→ **Directions for this task**: Reproduce the listing below, swapping each "photograph" for "image" and leaving all other text as it is.

Entries from a dataset:
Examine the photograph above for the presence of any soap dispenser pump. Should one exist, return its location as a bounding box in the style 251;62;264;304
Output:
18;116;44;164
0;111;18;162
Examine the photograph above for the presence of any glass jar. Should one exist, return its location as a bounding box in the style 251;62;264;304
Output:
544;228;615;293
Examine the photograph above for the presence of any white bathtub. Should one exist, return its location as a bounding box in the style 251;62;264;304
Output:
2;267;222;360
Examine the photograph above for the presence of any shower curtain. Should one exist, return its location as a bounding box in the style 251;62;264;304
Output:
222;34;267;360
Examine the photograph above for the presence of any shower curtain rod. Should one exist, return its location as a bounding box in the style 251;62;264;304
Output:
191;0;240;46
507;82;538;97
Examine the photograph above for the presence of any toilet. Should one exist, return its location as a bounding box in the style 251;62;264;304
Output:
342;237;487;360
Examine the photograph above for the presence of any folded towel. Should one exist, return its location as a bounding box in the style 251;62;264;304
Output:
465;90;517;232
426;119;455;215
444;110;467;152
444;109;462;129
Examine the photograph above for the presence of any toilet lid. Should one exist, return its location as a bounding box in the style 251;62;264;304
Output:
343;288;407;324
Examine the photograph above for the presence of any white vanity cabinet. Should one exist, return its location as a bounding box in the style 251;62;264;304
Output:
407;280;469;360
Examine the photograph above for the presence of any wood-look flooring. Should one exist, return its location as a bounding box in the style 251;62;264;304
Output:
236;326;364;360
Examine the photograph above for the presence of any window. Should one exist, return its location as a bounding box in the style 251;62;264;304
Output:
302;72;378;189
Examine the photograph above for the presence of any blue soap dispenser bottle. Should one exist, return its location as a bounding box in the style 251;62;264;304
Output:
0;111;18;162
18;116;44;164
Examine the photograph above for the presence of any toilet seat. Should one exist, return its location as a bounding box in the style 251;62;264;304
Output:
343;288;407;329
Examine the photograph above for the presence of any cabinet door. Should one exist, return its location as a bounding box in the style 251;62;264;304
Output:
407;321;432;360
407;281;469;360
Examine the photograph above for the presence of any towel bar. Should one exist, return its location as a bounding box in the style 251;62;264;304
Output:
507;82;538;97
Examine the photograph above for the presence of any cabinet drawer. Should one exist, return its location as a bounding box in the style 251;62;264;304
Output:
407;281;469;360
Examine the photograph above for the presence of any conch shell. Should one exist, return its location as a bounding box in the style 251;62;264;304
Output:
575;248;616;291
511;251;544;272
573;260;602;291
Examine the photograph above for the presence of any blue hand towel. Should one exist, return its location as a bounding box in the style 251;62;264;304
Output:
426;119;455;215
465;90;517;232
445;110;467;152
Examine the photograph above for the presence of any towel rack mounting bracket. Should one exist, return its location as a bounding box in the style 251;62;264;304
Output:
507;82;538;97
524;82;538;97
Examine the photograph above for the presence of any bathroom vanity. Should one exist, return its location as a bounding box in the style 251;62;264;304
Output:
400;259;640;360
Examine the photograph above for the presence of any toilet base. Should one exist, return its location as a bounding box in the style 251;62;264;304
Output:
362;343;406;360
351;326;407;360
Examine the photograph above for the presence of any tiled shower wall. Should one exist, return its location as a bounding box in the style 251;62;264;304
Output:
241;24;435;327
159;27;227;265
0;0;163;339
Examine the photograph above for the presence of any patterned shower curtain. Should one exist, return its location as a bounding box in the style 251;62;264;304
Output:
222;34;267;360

→ **Response to the task**:
Examine the image above for the presence of any soap dispenser pump. Should one exist, return its location as a bounding box in the style 251;62;264;304
Output:
18;116;44;164
0;111;18;162
Examine the image above for the presence of any glass jar. Should one exist, return its location as a bounding box in the style 251;62;264;304
Output:
544;228;615;293
Examine the image above for the presence of any white bathtub. Should one exist, return its location as a bounding box in the style 251;62;264;304
Output:
2;267;222;360
Examine the image above for the presence of any shower curtain. Should one exist, return its location as a bounding box in the style 251;62;264;304
Output:
222;34;267;360
Examine the image above for the presence of any shower curtain rod. Should one exist, return its location as a bounding box in the style 251;62;264;304
Output:
191;0;240;46
507;82;538;97
Examine the image above for the presence of any toilet. Should one exist, return its location as a bounding box in the style 251;62;264;304
Output:
342;237;487;360
Examine the image above for the presence of any folded towel. Should one exist, return its location as a bounding box in the style 251;62;264;304
Output:
465;90;517;232
426;119;455;215
444;110;467;152
444;109;462;129
Examine the image above for the presence of any toilet lid. Should one exist, return its location as a bounding box in the style 251;62;264;304
Output:
343;288;407;324
Examine the image above for the presence of any white vanity cabinet. Should one exist, return its location as a bounding box in the style 251;62;264;304
Output:
407;280;469;360
Examine the image above for the presence of any wood-look flooring. Should one exist, return its location as a bounding box in the style 251;62;264;304
Output:
236;326;364;360
Examine the image above for the presence of any window. Should one exist, return its location as a bounding box in the style 251;62;264;304
Output:
302;72;378;189
Examine the image above for the presence of any blue soap dispenser bottle. Should one exist, return its location as a bounding box in the style 251;62;264;304
Output:
0;111;18;162
18;116;44;164
Examine the image above for the presence of any toilet seat. Should one exist, return its location as a bounding box in the style 251;62;264;304
Output:
343;288;407;329
Examine the image above for the presence of any cabinet door. Should one exist, return its location as a bounding box in the style 251;62;264;304
Output:
407;321;432;360
407;281;469;360
Examine the image above for the presence of any towel bar. Should one exist, return its location as a bounding box in the style 251;62;264;304
Output:
507;82;538;97
Examine the image above for the presence of any cabinet drawer. Should one exist, return its location as a bounding box in the style 251;62;264;304
Output:
407;281;469;360
Examine the image above for the presence of any conch shell. Should one exist, return its location as a bounding box in the style 251;62;264;304
Output:
575;248;616;291
511;251;544;272
573;260;602;291
Examine the image above for the presence of any blue hand towel. Should one exist, return its location as a bounding box in the style 251;62;264;304
Output:
426;119;455;215
465;90;517;232
445;110;467;152
Examine the image above for the presence of any towel rack mounting bracket. Should one exist, return its location as a bounding box in the style 251;62;264;304
Output:
507;82;538;97
524;82;538;97
Examine the image above for the presence of any bathroom vanity. Should one exist, return its location as a bounding box in the style 251;62;264;304
Output:
400;259;640;360
Examine the image above for the presence of any toilet base. Should one exist, return its location as a bounding box in the style 251;62;264;304
Output:
362;343;406;360
351;326;407;360
Examine the image above for the presence of any tiled shower wall. Should one exist, return its location as a bounding box in the style 251;62;264;304
Output:
241;24;435;327
159;27;227;265
0;0;163;339
Examine the image above for the presence of any patterned shower curtain. Should one exist, return its location as a bounding box in the style 251;62;264;304
Output:
222;34;267;360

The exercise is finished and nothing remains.